--- WHAT THE EXERCISE ASKS ---
Nothing may be changed. Give the entries below again exactly.

(Saved entries)
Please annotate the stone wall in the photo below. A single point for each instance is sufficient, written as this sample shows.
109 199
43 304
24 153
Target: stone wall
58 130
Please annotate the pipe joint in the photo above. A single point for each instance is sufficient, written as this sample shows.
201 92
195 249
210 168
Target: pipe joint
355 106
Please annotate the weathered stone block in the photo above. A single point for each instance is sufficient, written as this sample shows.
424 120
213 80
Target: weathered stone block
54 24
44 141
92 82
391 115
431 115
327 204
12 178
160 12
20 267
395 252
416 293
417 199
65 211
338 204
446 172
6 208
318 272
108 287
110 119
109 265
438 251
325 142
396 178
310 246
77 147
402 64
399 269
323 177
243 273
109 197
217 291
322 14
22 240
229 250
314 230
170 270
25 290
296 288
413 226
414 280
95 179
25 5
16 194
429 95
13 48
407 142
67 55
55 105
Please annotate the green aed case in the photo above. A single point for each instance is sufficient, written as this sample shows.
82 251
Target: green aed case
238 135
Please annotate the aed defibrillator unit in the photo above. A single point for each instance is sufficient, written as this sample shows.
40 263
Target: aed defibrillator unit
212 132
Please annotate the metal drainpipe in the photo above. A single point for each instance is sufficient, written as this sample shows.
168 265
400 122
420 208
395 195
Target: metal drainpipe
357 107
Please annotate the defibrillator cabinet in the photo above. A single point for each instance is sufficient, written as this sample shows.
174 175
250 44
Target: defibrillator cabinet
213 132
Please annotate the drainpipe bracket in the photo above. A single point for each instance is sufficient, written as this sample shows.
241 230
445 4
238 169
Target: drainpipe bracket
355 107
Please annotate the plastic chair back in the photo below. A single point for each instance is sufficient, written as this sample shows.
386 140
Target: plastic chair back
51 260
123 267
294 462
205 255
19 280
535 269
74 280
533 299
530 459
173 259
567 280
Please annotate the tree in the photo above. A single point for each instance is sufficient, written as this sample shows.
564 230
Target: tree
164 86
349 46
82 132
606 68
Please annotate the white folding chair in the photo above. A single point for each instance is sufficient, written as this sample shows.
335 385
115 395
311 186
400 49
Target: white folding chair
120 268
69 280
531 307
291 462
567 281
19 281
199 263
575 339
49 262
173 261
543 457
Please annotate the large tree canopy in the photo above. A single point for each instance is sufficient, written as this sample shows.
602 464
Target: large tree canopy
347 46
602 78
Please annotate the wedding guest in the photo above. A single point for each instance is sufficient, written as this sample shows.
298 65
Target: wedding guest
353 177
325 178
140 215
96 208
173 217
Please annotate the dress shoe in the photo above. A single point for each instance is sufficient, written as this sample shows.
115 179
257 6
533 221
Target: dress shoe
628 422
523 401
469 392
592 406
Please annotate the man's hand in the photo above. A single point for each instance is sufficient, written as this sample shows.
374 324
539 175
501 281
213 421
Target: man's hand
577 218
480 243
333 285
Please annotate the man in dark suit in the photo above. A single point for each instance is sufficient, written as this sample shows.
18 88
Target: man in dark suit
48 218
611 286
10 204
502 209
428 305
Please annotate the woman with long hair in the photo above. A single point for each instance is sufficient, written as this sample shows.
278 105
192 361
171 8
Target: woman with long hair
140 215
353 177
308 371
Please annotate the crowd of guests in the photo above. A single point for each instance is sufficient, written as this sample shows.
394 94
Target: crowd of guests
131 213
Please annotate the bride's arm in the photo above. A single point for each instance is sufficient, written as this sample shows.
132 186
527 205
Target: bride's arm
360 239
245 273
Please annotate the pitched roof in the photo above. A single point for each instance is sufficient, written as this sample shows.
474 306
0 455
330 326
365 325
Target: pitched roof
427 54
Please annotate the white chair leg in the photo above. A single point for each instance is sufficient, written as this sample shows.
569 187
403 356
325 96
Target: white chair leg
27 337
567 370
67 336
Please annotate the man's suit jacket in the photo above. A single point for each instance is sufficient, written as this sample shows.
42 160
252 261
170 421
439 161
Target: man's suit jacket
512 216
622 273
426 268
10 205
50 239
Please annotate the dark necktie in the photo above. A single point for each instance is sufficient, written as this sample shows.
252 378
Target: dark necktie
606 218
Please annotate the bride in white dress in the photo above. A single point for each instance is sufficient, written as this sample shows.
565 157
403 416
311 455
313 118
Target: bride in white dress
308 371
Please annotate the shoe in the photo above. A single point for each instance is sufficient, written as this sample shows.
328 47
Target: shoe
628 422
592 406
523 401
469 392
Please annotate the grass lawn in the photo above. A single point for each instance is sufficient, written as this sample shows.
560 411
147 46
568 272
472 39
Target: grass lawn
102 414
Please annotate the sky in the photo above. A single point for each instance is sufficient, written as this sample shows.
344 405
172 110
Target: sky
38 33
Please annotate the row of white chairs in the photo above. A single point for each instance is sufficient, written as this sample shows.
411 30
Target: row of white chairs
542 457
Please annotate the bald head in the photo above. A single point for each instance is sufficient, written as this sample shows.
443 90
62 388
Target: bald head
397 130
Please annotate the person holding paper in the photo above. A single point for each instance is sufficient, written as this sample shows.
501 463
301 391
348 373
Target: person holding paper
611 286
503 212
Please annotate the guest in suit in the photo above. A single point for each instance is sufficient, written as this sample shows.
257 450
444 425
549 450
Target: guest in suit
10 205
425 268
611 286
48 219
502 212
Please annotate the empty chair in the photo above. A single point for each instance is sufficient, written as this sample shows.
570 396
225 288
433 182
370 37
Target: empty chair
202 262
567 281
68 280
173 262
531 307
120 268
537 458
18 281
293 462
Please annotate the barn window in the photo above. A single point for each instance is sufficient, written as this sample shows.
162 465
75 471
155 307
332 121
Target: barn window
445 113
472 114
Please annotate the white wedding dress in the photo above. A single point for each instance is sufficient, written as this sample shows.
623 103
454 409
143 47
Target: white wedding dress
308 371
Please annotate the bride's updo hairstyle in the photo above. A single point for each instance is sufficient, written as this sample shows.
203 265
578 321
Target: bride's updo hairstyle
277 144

--- SOLUTION FOR THIS TASK ---
Please annotate the stone wall in the photo below. A single point for each instance is sufficient, written as this sample shows.
109 199
43 304
24 153
Target: stone wall
58 130
Please annotate the pipe joint in the photo above. A single point for each instance is sufficient, written as this sample shows.
201 92
195 249
210 168
Target: pipe joint
355 106
Please annotate the weathered stone block in the photo above. A single point for each instance is sufficient, written as this sample shows.
424 120
213 80
Target: weathered stone block
54 24
44 141
92 82
391 115
431 115
327 204
12 178
160 12
20 267
395 252
416 293
417 199
65 211
338 204
446 172
6 208
318 272
108 287
110 119
109 265
438 251
325 142
396 178
310 246
77 147
402 64
399 269
323 177
243 273
109 197
217 291
322 14
22 240
229 250
314 230
170 270
25 290
296 288
413 226
414 280
95 179
25 5
16 194
429 95
13 48
407 142
67 55
55 105
Please annotate the green aed case in the photo above. A single point for each instance is sufficient, written as this sample shows.
82 251
Target: green aed case
238 135
Please annotate the aed defibrillator unit in the photo above. A single point for each instance is sufficient, written as this sample shows.
40 263
Target: aed defibrillator unit
212 132
Please annotate the metal drainpipe in the photo above. A single point for each instance is sufficient, written as this sample shows.
168 265
400 122
420 208
395 195
Target: metal drainpipe
357 107
Please annotate the defibrillator cabinet in the photo above. A single point for each instance is sufficient, written as this sample shows.
174 175
250 44
Target: defibrillator cabinet
213 132
Please annotate the drainpipe bracket in the photo above. A single point for each instance is sufficient, written as this sample shows.
241 230
445 4
238 169
Target: drainpipe bracket
355 107
Please annotate the plastic chair back in the photo below. A single point for each instance is sufficient, written as this sample shows.
386 140
Target: plastic chair back
51 260
123 267
294 462
205 255
19 280
535 269
74 280
533 299
530 459
173 259
567 280
Please annotate the tree in the photo above. A single point for each instance is sufficient, written as this sample shows.
564 230
Target: tree
164 86
349 46
82 132
606 68
Please annotate the white folding chair in the photo above. A single point for each instance is sufficient, written as this sample shows.
335 385
115 395
311 186
400 49
Target: white folding chair
120 268
69 280
531 307
291 462
567 281
19 281
199 263
575 339
49 262
173 261
543 457
Please annotate the large tree canopy in the photo above. A single point for each instance is sufficient, written as this sample shows.
602 464
Target: large tree canopy
347 46
602 78
Please annotate the wedding guest in the photo above. A single point for each instance is sufficient, written as this sample shows.
298 65
Target: wedding guest
353 177
325 178
140 215
96 208
173 217
Please annotate the dress shoe in the photo above. A single point for each instance is sufficient, written as this sample shows.
115 179
257 6
533 221
Target: dress shoe
628 422
523 401
469 392
592 406
Please annotate the man's hand in the photo above. A single point for each instance is sufficient, written as this sample shows.
374 324
539 175
501 281
213 421
Target: man's hand
577 218
480 243
333 285
Please annotate the man in dark suit in the photo above. A single point for each instance is sufficient, written as this sample shows.
18 88
Target: man in dark suit
48 218
611 286
10 204
502 209
428 305
Please annotate the woman with long hair in the photo above. A single point for each instance is sufficient, written as this sample shows.
278 105
192 361
171 8
Target: woman with long hair
140 215
353 177
308 371
Please annotate the crowd of guests in the photo above. A single point for each instance is sufficient, written as this sample shows.
394 94
Target: crowd of guests
131 213
Please annotate the bride's arm in the photo above. A single point for each instance is sufficient, written as this sample shows.
132 186
527 205
Target: bride's arm
360 239
245 273
Please annotate the pitched roof in the photo above. A single point for each instance is sufficient, written as this sample shows.
474 306
0 455
330 326
365 325
Target: pitched roof
427 54
Please annotate the white chair leg in the photo above. A single point for each instance is sufficient, written as this sample shows.
569 187
403 356
325 96
Target: white chair leg
27 337
567 370
67 336
Please annotate the man's suit jacket in the photo above. A single point for each instance is sufficient, written as this sample shows.
42 160
252 261
170 421
439 161
Target: man's suit jacket
512 216
622 273
426 268
10 205
50 239
Please annotate the dark necktie in the photo above. A single point for each instance is sufficient, written as this sample shows.
252 378
Target: dark necktie
606 218
Please annotate the bride in white dress in the photo above. A single point for each instance is sufficient, written as this sample shows.
565 157
403 416
311 455
313 118
Target: bride in white dress
308 371
Please annotate the shoe in the photo above. A single point for each instance is sufficient, written as this sample shows.
328 47
Target: shoe
628 422
592 406
523 401
469 392
Please annotate the grass lawn in the photo above. A single point for each instance is sufficient, written as this sample shows.
560 411
147 46
568 272
472 39
Target: grass lawn
102 414
Please annotate the sky in the photo above. A single point for each instance is sufficient, written as this sample shows.
344 405
172 110
Target: sky
38 33
Please annotate the row of white chairs in the photo above. A single point for each instance is sufficient, written as this sample shows.
411 30
Target: row of white chairs
542 457
Please annotate the bald head in the photo above. A single point for each instance is sufficient, written as this sample shows.
443 90
62 388
Target: bald head
397 130
Please annotate the person holding paper in the photo above. A single point for each instance is sufficient, written as this sample shows.
501 463
301 391
348 373
Target: person holding paper
611 286
503 212
Please annotate the guest in suit in the photo above. A single point for each instance is sufficient, written as this sample shows.
257 450
444 425
549 450
Target: guest in suit
10 205
425 268
611 286
48 219
502 212
Please annotate the empty chair in the photo above. A single point for each instance is sufficient, written as this sample shows.
570 396
225 288
433 182
370 37
Target: empty chair
202 262
567 281
68 280
173 262
531 307
120 268
537 458
18 281
293 462
Please annotate the barn window in the photo above. A single point for each instance is sufficient, written as this sample shows.
162 465
75 471
155 307
332 121
Target: barn window
445 113
472 114
Please annotate the white wedding dress in the photo above. A single point for each instance is sufficient, written as this sample shows.
623 103
454 409
143 47
Target: white wedding dress
308 371
Please annotate the bride's updo hairstyle in the photo above. A single point for each instance is sufficient, written as this sample shows.
203 265
578 321
Target: bride's updo hairstyle
277 144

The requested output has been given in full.